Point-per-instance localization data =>

------------------------

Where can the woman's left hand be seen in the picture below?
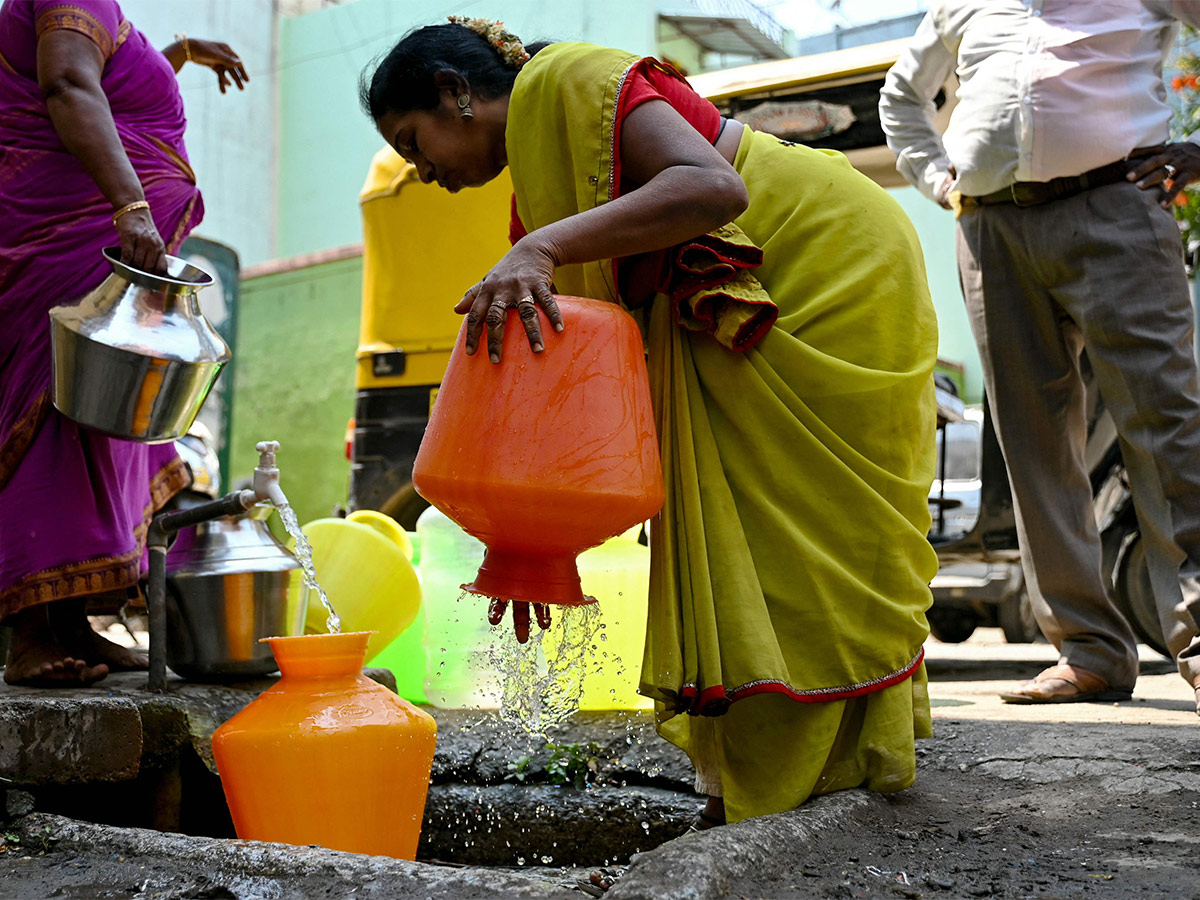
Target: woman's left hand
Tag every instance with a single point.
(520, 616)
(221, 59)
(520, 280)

------------------------

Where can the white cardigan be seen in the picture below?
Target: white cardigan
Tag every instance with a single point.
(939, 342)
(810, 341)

------------------------

What to do => Every line that contains the string "seen" should be copied from the entries.

Exercise output =>
Where can the woman's left hand be seen in the picture below?
Where can the white cardigan be seen in the picture below?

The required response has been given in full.